EXTRACTED TEXT
Start of Block

I just rolled my eyes so hard I’m shocked they’re not stuck in the back of my head.

Vanderbilt University Medical Center (VUMC) surgery resident Eugene Gu, 32, became an internet star after he sued President Donald Trump for blocking him on Twitter. Gu tweeted his support for Colin Kaepernick, the ringleader of the NFL’s anthem-kneeling protest.

Now Dr. Gu claims Vanderbilt refused to renew his contract politics and racism instead of taking responsibility for his actions. Gu’s claims don’t tell the whole story. The hospital refused to renew Gu’s contract due to disciplinary action for “work performance and professionalism.

From The Tennessean:

“The take-home message here is that there is an unwritten rule for surgical residents and that is rule is, always make your program look good and always make your hospital look good, and often that means stay silent,” Gu said. “But as an Asian-American physician, unlike a white doctor, I don’t always have the same luxury to stay silent.”

Vanderbilt said in an email statement Friday that the decision not to renew Gu’s contract was not a result of his criticism of Trump, his lawsuit, or his public opposition to racism. The hospital has said previously that all disciplinary actions against Gu relate to his work performance and professionalism.

“Regarding other allegations that Dr. Gu is making about the Medical Center, I would ask that you please consider these as allegations and nothing more,” John Howser, a spokesman for the hospital, said in the email. “To date, we have not engaged in a point by point rebuttal of Dr. Gu’s many claims over the past two-plus years. At this time we will continue to maintain this stance.”

When you have nothing left, pull the race card!

The Duke Chronicle reported in January that VUMC placed Gu on administrative leave in November 2017. A patient’s mother supposedly complained about Gu after he took a knee to protest white supremacy.

VUMC said officials placed him on administrative leave due to performance issues. They used the same reason in their decision not to renew his contract:

After an appeal, a May 17 letter to Gu from VUMC General Counsel Michael Regier—delivered at the request of Jeffrey Balser, president and CEO of VUMC—cited a “lack of sufficient improvement in performance and conduct in key areas” after the probation. The letter, which was obtained by The Chronicle, indicated that the most “significant areas of concern” were “patient care, communication, and medical knowledge.”

Gu claimed that the work environment at Vanderbilt became hostile after his leave and VUMC’s response went public. He said one time his colleague “nit-picked” his details on a consult call since he didn’t provide what he found irrelevant information.

End of Block

USING THE INFORMATION
**1.** Quote the article on Eugene Gu and Vanderbilt between "I just rolled" and "NFL’s anthem-kneeling protest.", inclusive.
**2.** Using the article on Eugene Gu and Vanderbilt, decide whether each statement agrees with it: (a) Gu sued Donald Trump for blocking him on Twitter. (b) VUMC placed Gu on administrative leave in January 2018. (c) The May 17 letter named patient care among the most significant areas of concern.

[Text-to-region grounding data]
Start of Block

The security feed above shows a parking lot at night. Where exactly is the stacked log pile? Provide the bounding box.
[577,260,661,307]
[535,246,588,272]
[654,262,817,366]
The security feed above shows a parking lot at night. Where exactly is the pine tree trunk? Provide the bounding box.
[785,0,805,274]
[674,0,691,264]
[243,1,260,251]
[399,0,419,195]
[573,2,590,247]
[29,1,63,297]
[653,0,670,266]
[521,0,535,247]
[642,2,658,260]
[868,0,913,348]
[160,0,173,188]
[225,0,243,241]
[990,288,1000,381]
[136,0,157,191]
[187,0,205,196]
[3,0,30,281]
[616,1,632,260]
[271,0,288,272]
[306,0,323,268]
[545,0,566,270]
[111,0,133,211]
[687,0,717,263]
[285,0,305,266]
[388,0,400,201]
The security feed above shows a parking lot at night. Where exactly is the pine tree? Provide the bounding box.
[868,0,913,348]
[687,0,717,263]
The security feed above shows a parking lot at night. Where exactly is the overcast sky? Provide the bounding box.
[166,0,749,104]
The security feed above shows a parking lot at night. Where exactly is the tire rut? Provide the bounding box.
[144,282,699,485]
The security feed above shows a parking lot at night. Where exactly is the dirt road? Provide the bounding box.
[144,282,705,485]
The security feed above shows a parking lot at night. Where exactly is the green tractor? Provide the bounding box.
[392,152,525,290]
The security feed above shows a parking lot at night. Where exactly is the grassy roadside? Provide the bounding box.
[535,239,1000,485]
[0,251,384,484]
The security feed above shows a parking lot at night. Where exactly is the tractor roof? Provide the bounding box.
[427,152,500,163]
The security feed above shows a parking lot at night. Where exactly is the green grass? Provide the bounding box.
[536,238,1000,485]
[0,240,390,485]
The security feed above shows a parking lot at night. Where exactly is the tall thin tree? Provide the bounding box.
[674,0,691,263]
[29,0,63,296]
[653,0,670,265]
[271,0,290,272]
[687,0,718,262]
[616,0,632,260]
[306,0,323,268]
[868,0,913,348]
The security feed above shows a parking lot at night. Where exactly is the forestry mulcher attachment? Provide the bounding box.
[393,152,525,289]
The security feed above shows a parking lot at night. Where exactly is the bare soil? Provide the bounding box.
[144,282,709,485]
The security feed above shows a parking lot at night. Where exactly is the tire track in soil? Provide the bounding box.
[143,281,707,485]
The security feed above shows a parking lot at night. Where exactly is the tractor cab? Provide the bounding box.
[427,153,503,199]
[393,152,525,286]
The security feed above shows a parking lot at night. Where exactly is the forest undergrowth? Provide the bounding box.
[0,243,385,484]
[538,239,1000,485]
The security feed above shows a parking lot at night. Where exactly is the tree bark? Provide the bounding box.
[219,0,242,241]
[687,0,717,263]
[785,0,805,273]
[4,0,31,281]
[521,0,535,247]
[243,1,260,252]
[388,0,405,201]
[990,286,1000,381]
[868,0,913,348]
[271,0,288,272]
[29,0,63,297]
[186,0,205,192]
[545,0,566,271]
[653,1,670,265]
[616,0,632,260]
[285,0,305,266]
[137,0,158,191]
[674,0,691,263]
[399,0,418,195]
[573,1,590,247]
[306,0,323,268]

End of Block
Start of Block

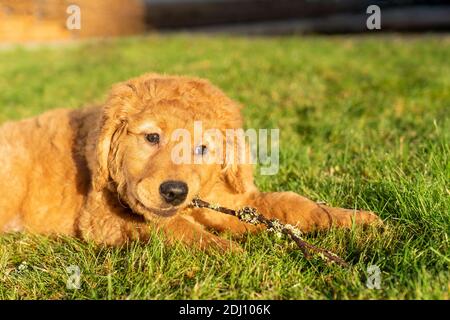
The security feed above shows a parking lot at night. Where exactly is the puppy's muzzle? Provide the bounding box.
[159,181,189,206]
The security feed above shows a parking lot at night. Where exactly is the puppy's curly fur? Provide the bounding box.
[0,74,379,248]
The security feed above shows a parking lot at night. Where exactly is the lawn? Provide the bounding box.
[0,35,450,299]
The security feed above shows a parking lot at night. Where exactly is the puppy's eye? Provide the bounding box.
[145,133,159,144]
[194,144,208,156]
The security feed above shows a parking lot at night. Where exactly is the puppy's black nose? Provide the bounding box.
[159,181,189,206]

End of Block

ANSWERS TO THE PROBLEMS
**1.**
I just rolled my eyes so hard I’m shocked they’re not stuck in the back of my head.

Vanderbilt University Medical Center (VUMC) surgery resident Eugene Gu, 32, became an internet star after he sued President Donald Trump for blocking him on Twitter. Gu tweeted his support for Colin Kaepernick, the ringleader of the NFL’s anthem-kneeling protest.

**2.**
(a) Yes: "he sued President Donald Trump for blocking him on Twitter"
(b) No: "VUMC placed Gu on administrative leave in November 2017"
(c) Yes: "the most “significant areas of concern” were “patient care, communication, and medical knowledge.”"